§ **Text excerpt**:
-- start --

# Four rack or six rack Bradly smoker



## bbrock (Dec 8, 2009)

I have been going back and forth on a couple of smokers to get. And thank you all that gave me feed back and helpfull info. This site is the best for help. So am going to ask for some more help and then it will be a done deal. I am going to buy a Bradly digital smoker. Other than the ovise how much difference is there between the four and six rack smoker? would it be worth 100 more bucks for the 6 rack one? Thanks for taking you time in reading this and giving me your info.


----------



## bassman (Dec 8, 2009)

I don't have a Bradley, but if it were me, I would get the largest one they have.  Never know when you might want to make a large batch of jerky.


----------



## smoking snow (Dec 8, 2009)

I have 2 4 rack and 2 6 rack love the six great for jerky and i would get the digital if it was me


----------



## jirodriguez (Dec 8, 2009)

Always go for the bigger "racks"..... oh wait... we still talking about smokers? 
	

	
	
		
		



		
		
	


	





More cooking space is always better - no woulda, coulda, shoulda moments... heh-heh.


----------



## raceyb (Dec 8, 2009)

I agree with these guys on size. If you'll buy the smaller smoker, in a month or two you'll wish you got the bigger one, especially when your neighbors get a taste of the Que


----------



## beer-b-q (Dec 8, 2009)

If you can't be talked out of the Bradley then I would go with the six rack.

The best price you will find on them is at ManVenture Outpost, they get $384.22 + Shipping for the 6 Rack, that is where I bought mine and even with shipping was cheaper than anywhere else.

 http://www.manventureoutpost.com/products/Bradley-Technologies-BTDS108P-Digital-6-Rack-Smoker.html




If it were me I would go with the MES 40" which will be on sale at Cabela's on Dec 12th for $299.99, reg $349.99...  I believe it is a lot better than the Bradley units... And Lots Cheaper To BUY and Operate with no special pucks to buy...
http://www.cabelas.com/cabelas/en/te...0072261519373a


----------



## jamesb (Dec 9, 2009)

I personally have an issue with the Bradley. I just can't get over the proprietary fuel source...

If your set on that particular smoker, I'd go with the biggest one they sell.


----------



## hoser (Dec 9, 2009)

I agree wholeheartedly about the size, but like he said ^^^^^^^ why commit yourself to a solitary, overpriced source of fuel?


----------

-- end --

§ **Data records**:

-- start --

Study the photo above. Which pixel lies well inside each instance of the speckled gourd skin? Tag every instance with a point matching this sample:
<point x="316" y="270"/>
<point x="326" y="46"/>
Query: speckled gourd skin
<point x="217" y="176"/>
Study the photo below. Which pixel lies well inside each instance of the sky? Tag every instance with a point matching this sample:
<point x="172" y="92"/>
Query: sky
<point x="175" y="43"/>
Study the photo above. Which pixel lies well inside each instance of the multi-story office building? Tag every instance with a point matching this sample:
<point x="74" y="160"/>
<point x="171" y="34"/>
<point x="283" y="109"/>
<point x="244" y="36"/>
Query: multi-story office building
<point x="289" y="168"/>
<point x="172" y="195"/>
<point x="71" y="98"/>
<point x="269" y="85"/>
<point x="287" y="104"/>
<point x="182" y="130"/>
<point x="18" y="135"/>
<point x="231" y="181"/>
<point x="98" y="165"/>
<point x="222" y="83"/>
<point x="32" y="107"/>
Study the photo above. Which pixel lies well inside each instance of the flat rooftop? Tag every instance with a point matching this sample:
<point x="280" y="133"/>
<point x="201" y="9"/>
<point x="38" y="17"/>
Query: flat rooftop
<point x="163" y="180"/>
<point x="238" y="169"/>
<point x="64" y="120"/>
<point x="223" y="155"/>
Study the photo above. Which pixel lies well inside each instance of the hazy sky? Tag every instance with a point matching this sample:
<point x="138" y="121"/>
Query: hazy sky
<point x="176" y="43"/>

-- end --

§ **Requirements**:
In the smoker thread, rewrite the part that opens with the words containing "## jamesb (Dec" and closes with "one they sell.", substituting "specialized" for "proprietary". You won't need the data at all.

§ **The output**:
## jamesb (Dec 9, 2009)

I personally have an issue with the Bradley. I just can't get over the specialized fuel source...

If your set on that particular smoker, I'd go with the biggest one they sell.